> **About this task**: Give back an exact copy of the lines below, from the first through the line with "positive clicks: (439, 291)"; please stop there.

[Collected data]

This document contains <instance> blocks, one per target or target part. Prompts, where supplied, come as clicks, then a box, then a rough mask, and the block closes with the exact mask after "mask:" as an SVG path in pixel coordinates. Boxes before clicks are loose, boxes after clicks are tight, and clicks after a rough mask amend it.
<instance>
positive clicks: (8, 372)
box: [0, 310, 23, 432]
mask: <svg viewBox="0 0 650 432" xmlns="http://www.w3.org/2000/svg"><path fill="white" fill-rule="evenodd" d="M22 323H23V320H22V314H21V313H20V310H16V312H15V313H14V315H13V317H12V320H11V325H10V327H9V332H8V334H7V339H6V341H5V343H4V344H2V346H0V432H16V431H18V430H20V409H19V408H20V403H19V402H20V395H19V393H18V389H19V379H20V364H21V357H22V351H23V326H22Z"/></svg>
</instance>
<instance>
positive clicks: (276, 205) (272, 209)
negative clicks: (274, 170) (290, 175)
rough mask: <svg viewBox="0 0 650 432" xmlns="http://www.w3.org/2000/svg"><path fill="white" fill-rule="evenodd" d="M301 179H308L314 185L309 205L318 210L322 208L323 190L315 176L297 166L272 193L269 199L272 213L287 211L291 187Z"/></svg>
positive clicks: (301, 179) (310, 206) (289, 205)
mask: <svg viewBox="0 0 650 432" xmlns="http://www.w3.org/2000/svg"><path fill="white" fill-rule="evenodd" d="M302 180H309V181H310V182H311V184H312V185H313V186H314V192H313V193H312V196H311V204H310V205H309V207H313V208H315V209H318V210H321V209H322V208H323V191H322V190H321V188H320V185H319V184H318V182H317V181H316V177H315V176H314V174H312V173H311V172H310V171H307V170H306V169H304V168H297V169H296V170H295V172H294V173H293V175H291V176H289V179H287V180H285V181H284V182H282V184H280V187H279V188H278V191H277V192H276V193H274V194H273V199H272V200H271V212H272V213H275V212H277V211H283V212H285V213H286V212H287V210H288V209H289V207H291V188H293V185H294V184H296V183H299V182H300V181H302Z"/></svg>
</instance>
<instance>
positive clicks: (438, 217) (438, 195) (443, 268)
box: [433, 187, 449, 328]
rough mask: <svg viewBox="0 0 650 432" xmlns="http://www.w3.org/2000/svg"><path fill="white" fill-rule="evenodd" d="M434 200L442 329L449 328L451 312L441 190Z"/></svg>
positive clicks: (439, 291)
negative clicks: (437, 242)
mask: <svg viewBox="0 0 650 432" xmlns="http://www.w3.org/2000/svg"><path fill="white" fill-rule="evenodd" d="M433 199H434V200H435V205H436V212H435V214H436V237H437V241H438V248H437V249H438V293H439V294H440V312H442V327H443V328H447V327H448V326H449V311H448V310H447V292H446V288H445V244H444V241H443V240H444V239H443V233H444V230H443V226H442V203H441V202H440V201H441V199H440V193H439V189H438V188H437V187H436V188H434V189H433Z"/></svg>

> **Written answer**:
This document contains <instance> blocks, one per target or target part. Prompts, where supplied, come as clicks, then a box, then a rough mask, and the block closes with the exact mask after "mask:" as an SVG path in pixel coordinates. Boxes before clicks are loose, boxes after clicks are tight, and clicks after a rough mask amend it.
<instance>
positive clicks: (8, 372)
box: [0, 310, 23, 432]
mask: <svg viewBox="0 0 650 432" xmlns="http://www.w3.org/2000/svg"><path fill="white" fill-rule="evenodd" d="M22 323H23V320H22V314H21V313H20V310H16V312H15V313H14V315H13V317H12V320H11V325H10V327H9V332H8V334H7V339H6V341H5V343H4V344H2V346H0V432H16V431H18V430H20V409H19V408H20V403H19V402H20V395H19V393H18V389H19V379H20V364H21V357H22V351H23V326H22Z"/></svg>
</instance>
<instance>
positive clicks: (276, 205) (272, 209)
negative clicks: (274, 170) (290, 175)
rough mask: <svg viewBox="0 0 650 432" xmlns="http://www.w3.org/2000/svg"><path fill="white" fill-rule="evenodd" d="M301 179H308L314 185L309 205L318 210L322 208L323 190L315 176L297 166L272 193L269 199L272 213L287 211L291 187Z"/></svg>
positive clicks: (301, 179) (310, 206) (289, 205)
mask: <svg viewBox="0 0 650 432" xmlns="http://www.w3.org/2000/svg"><path fill="white" fill-rule="evenodd" d="M302 180H309V181H310V182H311V184H312V185H313V186H314V192H313V193H312V196H311V204H310V205H309V207H313V208H315V209H318V210H321V209H322V208H323V191H322V190H321V188H320V185H319V184H318V182H317V181H316V177H315V176H314V174H312V173H311V172H310V171H307V170H306V169H304V168H297V169H296V170H295V172H294V173H293V175H291V176H289V179H287V180H285V181H284V182H282V184H280V187H279V188H278V191H277V192H276V193H274V194H273V199H272V200H271V212H272V213H275V212H277V211H283V212H285V213H286V212H287V210H288V209H289V207H291V188H293V185H294V184H296V183H299V182H300V181H302Z"/></svg>
</instance>
<instance>
positive clicks: (438, 217) (438, 195) (443, 268)
box: [433, 187, 449, 328]
rough mask: <svg viewBox="0 0 650 432" xmlns="http://www.w3.org/2000/svg"><path fill="white" fill-rule="evenodd" d="M434 200L442 329L449 328L451 312L441 190Z"/></svg>
positive clicks: (439, 291)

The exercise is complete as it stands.